Point placement records:
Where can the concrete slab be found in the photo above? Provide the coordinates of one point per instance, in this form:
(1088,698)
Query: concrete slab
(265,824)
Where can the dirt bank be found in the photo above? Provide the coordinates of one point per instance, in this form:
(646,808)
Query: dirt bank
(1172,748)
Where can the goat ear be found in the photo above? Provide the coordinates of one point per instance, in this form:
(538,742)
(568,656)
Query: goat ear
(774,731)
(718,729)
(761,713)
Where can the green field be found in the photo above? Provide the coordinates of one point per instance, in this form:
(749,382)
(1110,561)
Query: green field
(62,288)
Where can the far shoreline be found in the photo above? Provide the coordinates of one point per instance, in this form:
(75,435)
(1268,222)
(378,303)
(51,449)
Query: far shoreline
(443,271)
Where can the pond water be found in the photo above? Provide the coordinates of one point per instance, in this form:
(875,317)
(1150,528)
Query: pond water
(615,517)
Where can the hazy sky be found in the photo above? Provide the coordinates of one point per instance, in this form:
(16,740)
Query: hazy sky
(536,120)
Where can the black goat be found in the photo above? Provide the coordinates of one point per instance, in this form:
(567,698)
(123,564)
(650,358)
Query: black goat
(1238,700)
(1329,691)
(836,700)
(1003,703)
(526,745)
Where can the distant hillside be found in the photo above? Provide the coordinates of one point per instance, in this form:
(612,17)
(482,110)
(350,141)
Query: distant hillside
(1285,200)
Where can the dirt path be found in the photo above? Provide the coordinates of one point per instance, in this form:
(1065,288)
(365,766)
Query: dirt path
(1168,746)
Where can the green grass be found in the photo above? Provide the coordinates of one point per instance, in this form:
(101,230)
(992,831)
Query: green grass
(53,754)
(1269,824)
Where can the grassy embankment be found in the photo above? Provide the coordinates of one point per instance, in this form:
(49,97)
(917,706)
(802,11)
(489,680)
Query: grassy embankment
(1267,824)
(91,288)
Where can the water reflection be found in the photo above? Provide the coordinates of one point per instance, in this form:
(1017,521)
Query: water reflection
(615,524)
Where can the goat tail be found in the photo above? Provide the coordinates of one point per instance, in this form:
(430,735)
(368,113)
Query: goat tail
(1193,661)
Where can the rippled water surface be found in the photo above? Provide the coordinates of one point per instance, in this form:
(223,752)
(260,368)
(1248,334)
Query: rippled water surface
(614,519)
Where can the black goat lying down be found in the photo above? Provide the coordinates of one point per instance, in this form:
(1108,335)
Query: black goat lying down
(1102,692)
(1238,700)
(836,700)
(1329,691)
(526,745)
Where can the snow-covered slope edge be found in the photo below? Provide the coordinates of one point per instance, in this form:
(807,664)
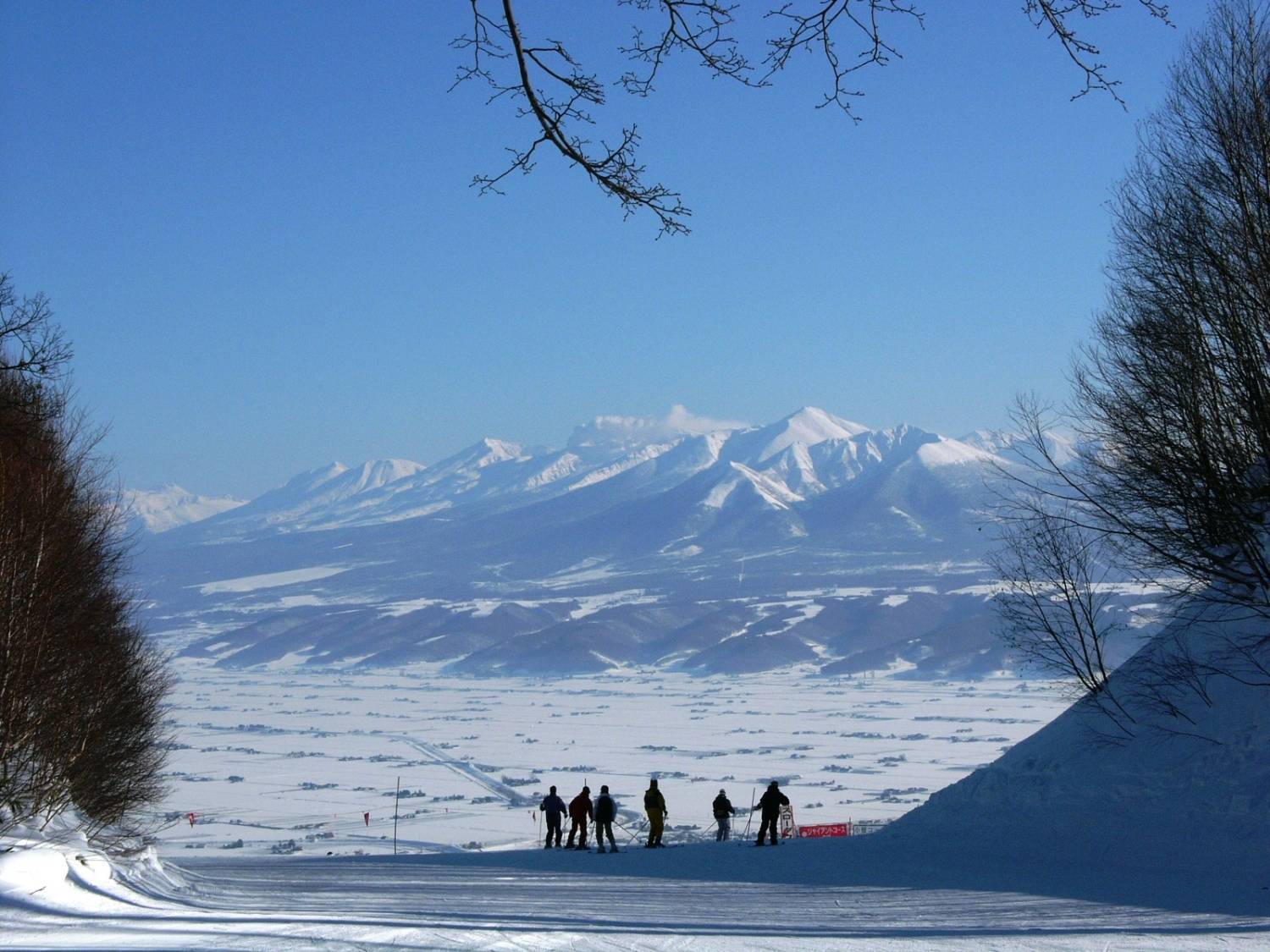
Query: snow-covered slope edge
(1188,794)
(56,871)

## Given request
Quote every line word for word and keep the images out of the copy.

## Final result
Where can the concrete slab be found in the photo above? Provide the coordinates of one point per instance, in this form:
(1088,698)
Query: concrete slab
(265,824)
Where can the dirt bank be found in the photo above? Provide the coordinates of one point per instance, in this form:
(646,808)
Query: dirt bank
(1172,748)
Where can the goat ear be found in the photo above? Provide the coordinates of one point per instance, in this form:
(538,742)
(568,656)
Query: goat ear
(774,731)
(718,729)
(761,713)
Where can the green field be found in the photo above? Provide the coordinates of one point per instance, in this form:
(749,382)
(1110,561)
Query: green field
(62,288)
Where can the far shoreline be found in the photo above? Provide the coordinates of one point per instance, in this form:
(75,435)
(1268,222)
(378,303)
(51,449)
Query: far shoreline
(443,271)
Where can the pond water be found in the photo above? Provide the coordinates of one point per instance, in this form:
(875,317)
(1150,528)
Query: pond water
(615,517)
Where can the hazy sky be found in the photo above? Provide the coordinates of one point per instance, in this form:
(16,740)
Query: hazy sky
(536,120)
Where can the black goat be found in the photo above? Provide the coordinates of one point per instance, in this form:
(567,698)
(123,564)
(650,358)
Query: black goat
(1238,700)
(1329,691)
(836,700)
(1003,703)
(526,745)
Where can the distant hillside be found in the photo above? Provide the coordinates of one point per instance, in this form:
(612,17)
(482,110)
(350,141)
Query: distant hillside
(1285,200)
Where can the dirt path be found in the photo above? Provide the coordinates of one point per instance, in this form:
(1065,288)
(365,766)
Query: dirt path
(1168,746)
Where can the green grass be found in the photo above? Provide the coordinates of one point per instance, in this form:
(101,230)
(992,831)
Query: green grass
(53,754)
(1269,824)
Where can the grassy embankment be found in the photo above? Provide the coordinates of one point per instance, in this form:
(49,97)
(917,706)
(802,11)
(489,680)
Query: grassy embankment
(1267,824)
(91,288)
Where can the water reflection be found in the photo above? Provide the coordinates of one point per instance, in this form:
(1017,521)
Query: water reflection
(615,524)
Where can the goat tail be found in the photo above? Provide the coordinates of one point per instance, in this form:
(430,735)
(368,113)
Query: goat tail
(1193,661)
Where can the rippled water surface be found in the photo above? Provide the coordinates of one point per instance, in this form:
(223,752)
(260,368)
(1248,334)
Query: rippled water surface
(614,519)
Where can the black goat lying down be found in the photo above? Provide the coordinates of one point per instance, in this form:
(1108,335)
Query: black goat lying down
(1102,692)
(1238,700)
(836,700)
(1329,691)
(526,745)
Where can the snow-covered slope edge be found in the photo below? Provide the coordinates of one point per instance, in this form:
(807,664)
Query: snow-covered slope edge
(1188,794)
(56,871)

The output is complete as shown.